THE EXERCISE
Count the lines in the records below that contain the string "black", treating uppercase and lowercase as different, and give only that number.

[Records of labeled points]
## START

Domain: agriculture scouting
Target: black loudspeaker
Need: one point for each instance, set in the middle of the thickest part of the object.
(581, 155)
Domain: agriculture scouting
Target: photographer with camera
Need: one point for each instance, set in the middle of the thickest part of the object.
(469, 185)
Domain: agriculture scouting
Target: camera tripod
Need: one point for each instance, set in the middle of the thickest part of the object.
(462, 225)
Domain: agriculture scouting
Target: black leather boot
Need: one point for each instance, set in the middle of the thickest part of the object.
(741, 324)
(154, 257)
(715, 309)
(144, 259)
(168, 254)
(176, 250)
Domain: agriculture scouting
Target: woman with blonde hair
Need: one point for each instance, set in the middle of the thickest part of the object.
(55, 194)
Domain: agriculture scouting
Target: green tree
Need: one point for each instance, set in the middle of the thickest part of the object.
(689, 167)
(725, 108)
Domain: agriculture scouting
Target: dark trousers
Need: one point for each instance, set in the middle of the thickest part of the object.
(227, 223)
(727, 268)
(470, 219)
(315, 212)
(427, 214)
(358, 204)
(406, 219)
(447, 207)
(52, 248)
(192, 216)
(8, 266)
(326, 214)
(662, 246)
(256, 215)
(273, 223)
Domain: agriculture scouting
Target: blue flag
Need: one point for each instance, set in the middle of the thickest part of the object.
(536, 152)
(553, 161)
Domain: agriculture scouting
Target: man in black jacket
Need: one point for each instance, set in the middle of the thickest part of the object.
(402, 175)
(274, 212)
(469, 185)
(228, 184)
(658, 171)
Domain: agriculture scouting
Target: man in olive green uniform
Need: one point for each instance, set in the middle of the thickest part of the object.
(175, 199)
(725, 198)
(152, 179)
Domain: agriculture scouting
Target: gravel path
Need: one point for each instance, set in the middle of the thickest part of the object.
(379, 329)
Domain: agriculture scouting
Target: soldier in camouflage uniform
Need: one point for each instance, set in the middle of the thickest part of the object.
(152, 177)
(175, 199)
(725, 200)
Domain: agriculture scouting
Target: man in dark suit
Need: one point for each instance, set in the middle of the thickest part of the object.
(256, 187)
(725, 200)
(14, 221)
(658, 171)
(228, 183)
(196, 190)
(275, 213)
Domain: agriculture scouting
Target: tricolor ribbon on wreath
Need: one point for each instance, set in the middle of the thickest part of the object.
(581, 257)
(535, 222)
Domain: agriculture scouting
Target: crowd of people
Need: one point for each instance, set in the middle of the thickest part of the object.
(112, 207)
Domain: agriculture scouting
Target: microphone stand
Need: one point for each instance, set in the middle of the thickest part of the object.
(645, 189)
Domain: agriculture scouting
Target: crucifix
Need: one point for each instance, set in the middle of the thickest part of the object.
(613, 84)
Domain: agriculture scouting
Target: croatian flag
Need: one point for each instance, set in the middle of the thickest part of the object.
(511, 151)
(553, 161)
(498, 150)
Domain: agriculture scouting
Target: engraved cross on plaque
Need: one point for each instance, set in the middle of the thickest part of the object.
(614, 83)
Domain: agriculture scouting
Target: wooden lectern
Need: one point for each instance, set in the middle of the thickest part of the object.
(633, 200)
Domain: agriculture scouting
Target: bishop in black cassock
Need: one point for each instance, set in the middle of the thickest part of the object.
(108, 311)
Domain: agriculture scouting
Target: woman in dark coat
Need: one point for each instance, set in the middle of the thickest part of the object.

## END

SOLVED PROBLEM
4